● What this task involves
The answer should be an exact repeat of the stretch of material below from the line containing "Target = sneaker" through the line containing "Target = man with beard".

### Data supplied ###

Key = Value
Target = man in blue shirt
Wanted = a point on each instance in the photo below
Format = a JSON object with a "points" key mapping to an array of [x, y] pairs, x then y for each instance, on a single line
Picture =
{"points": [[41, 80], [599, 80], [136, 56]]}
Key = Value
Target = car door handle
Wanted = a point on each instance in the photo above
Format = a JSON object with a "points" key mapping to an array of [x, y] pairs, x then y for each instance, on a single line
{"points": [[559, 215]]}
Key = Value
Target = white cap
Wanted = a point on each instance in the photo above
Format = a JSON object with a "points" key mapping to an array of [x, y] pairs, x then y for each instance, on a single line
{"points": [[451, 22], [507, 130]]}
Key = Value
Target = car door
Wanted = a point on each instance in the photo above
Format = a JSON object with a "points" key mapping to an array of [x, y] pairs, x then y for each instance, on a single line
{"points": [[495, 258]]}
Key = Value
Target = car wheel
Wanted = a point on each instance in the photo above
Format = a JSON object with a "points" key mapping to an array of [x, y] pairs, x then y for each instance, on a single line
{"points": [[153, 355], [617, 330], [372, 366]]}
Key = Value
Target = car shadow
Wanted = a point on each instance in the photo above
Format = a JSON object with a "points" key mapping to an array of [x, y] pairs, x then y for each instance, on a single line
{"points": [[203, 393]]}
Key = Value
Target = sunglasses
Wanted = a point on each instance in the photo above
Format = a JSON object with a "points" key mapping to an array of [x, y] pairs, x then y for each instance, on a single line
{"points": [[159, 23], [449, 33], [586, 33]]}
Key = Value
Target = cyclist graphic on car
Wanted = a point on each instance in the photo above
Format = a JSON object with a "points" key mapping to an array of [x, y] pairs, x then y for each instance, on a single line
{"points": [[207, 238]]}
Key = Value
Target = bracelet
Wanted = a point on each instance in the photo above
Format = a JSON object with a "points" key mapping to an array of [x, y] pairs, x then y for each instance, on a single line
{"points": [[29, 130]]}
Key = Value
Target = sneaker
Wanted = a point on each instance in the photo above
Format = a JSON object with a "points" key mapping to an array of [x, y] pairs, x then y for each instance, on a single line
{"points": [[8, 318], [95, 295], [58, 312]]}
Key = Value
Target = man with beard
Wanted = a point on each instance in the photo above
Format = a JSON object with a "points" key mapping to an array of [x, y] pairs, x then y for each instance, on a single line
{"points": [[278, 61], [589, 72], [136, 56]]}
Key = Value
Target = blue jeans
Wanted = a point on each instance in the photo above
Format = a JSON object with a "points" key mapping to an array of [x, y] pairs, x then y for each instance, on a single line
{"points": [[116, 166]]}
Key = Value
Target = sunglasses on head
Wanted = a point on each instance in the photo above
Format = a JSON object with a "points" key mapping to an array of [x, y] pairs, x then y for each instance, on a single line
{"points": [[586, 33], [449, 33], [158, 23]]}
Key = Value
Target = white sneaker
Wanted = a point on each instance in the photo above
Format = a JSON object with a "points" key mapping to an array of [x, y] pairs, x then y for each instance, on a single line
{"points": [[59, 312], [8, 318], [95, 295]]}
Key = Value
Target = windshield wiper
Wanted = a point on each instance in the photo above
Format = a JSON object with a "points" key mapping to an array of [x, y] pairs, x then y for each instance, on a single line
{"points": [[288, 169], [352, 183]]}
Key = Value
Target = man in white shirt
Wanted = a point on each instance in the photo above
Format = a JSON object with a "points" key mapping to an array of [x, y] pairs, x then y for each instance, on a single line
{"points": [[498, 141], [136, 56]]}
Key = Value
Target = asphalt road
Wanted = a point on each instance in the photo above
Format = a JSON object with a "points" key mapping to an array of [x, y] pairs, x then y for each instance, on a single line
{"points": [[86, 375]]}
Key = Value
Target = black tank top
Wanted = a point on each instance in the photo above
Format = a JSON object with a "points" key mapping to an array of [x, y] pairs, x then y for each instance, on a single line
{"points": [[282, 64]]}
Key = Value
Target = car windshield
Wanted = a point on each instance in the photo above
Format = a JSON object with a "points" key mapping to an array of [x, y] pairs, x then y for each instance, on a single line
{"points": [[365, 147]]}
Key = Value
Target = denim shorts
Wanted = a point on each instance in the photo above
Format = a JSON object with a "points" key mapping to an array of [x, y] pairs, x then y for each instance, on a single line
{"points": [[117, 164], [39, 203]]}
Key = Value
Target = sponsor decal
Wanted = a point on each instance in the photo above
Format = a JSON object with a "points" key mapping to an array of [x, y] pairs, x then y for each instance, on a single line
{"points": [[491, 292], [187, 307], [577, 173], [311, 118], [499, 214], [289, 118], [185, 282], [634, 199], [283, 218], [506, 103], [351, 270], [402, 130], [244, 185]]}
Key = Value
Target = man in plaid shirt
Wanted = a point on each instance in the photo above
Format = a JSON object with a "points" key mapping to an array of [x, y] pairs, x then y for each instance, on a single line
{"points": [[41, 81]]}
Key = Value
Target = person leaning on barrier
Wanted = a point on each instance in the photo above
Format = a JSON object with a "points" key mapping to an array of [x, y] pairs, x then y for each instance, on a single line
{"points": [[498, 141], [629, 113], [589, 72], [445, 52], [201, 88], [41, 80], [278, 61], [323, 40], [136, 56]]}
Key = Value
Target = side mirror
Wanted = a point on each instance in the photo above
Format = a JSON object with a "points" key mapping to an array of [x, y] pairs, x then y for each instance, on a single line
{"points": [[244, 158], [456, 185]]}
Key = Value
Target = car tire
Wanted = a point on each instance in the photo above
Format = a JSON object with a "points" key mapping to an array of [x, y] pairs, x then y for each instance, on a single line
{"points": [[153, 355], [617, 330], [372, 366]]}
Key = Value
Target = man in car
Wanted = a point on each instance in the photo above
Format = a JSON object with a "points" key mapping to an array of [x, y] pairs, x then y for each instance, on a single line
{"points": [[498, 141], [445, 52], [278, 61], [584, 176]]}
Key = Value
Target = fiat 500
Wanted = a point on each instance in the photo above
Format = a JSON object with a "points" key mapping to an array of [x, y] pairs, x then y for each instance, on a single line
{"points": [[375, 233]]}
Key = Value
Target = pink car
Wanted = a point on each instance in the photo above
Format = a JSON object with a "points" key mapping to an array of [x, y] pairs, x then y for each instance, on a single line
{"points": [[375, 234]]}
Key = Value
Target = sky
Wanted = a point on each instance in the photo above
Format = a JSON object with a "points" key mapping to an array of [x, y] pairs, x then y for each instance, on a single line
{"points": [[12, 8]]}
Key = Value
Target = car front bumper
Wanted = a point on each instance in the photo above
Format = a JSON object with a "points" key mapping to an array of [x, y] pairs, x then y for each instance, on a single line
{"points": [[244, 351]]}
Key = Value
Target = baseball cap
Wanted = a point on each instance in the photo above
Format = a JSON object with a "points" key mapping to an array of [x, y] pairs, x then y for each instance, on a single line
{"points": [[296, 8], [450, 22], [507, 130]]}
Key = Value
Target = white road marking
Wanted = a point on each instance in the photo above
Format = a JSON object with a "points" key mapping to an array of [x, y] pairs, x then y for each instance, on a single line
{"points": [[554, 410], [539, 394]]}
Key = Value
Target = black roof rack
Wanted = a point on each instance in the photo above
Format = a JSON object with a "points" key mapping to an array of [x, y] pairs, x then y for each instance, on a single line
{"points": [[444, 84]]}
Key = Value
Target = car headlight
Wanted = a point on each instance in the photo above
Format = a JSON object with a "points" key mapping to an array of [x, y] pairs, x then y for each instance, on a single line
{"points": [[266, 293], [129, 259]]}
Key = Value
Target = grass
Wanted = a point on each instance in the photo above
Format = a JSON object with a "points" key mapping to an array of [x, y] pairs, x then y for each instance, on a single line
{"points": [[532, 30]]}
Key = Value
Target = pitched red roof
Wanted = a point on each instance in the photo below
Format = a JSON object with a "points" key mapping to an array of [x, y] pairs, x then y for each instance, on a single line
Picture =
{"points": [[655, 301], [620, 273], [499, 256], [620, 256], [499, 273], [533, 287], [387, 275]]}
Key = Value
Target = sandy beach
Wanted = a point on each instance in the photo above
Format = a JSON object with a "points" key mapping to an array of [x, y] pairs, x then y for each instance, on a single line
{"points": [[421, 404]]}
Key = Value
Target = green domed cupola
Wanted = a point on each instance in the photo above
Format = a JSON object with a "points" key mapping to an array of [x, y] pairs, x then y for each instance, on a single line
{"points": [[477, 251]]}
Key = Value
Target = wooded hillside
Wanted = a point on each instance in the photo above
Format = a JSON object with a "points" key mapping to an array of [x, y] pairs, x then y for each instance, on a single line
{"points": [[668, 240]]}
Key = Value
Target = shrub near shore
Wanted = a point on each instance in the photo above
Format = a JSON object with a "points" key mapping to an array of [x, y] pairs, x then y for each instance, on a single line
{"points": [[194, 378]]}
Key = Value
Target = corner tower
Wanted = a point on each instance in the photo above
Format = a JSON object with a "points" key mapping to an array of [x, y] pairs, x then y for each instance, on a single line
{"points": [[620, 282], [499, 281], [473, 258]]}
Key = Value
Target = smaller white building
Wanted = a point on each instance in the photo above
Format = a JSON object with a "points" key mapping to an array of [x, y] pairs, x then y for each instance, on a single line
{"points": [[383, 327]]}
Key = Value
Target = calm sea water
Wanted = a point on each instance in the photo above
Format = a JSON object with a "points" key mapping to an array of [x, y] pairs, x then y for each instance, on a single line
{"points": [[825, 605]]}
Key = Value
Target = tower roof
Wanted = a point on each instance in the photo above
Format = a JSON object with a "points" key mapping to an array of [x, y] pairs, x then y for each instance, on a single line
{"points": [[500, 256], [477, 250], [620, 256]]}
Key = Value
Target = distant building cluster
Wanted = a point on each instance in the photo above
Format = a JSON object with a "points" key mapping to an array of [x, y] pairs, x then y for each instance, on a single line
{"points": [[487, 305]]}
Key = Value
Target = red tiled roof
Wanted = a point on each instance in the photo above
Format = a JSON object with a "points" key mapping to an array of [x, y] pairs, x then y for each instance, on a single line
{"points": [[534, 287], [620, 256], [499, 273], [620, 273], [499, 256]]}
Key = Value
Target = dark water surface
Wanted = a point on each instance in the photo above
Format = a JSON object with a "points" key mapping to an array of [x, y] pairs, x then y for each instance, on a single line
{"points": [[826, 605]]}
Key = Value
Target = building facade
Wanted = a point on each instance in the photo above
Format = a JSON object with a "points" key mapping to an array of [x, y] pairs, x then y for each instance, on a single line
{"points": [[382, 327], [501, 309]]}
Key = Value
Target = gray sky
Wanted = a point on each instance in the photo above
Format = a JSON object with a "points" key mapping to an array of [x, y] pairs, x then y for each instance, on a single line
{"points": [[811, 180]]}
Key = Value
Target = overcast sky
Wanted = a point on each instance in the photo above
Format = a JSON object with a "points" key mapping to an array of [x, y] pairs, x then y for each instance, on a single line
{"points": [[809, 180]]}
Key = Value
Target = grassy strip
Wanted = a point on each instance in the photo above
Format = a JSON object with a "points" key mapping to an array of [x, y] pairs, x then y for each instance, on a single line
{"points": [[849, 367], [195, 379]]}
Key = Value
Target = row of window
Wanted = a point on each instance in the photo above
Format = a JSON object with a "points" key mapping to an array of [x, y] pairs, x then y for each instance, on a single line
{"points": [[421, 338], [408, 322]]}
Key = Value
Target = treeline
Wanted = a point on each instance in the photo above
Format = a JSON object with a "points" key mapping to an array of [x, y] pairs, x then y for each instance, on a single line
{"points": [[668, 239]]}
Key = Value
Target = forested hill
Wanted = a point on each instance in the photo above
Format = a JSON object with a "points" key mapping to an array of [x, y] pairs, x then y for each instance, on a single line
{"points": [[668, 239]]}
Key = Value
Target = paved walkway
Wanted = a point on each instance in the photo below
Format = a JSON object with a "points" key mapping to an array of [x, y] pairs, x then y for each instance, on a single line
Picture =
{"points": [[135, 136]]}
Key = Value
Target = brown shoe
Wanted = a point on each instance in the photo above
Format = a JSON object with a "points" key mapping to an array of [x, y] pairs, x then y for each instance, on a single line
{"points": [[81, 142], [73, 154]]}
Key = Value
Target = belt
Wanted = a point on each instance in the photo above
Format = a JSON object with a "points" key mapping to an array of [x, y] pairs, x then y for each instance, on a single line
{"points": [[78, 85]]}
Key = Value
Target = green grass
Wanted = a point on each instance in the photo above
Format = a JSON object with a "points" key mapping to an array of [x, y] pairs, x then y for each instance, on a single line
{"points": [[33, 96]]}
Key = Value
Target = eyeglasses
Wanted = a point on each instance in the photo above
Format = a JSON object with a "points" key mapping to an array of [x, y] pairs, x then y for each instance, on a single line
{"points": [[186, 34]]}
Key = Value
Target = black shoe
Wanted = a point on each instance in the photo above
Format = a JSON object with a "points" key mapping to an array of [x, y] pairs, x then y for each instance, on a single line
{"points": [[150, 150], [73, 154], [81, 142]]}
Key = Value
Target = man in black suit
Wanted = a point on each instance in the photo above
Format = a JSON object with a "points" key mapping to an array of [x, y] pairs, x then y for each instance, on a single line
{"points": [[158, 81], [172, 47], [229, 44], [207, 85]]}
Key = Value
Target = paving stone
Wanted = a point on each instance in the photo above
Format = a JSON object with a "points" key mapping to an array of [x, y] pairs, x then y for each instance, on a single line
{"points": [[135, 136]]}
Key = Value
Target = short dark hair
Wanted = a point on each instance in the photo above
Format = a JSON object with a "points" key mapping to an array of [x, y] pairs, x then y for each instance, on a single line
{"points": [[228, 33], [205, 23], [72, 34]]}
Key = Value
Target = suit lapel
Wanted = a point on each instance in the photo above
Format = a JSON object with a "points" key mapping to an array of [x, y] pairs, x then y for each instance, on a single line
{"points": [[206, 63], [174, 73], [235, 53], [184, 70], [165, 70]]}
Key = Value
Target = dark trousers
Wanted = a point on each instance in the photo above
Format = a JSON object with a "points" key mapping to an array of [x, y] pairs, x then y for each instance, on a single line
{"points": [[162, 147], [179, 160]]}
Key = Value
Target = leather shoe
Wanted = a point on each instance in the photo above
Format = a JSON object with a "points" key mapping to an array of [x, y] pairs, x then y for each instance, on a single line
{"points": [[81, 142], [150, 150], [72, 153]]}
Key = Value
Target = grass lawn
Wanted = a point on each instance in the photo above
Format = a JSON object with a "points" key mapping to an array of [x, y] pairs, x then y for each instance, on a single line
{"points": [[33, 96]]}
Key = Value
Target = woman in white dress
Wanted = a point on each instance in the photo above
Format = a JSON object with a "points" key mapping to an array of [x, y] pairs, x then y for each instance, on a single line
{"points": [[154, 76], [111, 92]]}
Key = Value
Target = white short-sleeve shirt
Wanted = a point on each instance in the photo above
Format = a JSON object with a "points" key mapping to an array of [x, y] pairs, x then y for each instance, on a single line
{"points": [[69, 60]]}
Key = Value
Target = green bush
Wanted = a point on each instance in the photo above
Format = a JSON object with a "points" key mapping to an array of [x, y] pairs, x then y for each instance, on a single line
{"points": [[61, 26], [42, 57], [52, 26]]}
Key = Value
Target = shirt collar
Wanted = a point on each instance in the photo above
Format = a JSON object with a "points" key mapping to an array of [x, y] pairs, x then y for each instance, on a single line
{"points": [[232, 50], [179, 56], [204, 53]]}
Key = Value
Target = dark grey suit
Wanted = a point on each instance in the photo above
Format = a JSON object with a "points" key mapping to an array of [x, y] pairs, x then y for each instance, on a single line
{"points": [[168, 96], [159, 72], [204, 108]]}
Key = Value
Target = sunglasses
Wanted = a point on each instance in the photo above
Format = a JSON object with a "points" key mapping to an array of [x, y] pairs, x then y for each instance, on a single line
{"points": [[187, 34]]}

###

● Expected answer
Target = sneaker
Wanted = a point on each instance in the photo above
Format = a JSON object with a "points" key mapping to an array of [x, y] pairs, x then y for each instance, on a single line
{"points": [[8, 318], [95, 295], [58, 312]]}
Key = Value
Target = man with beard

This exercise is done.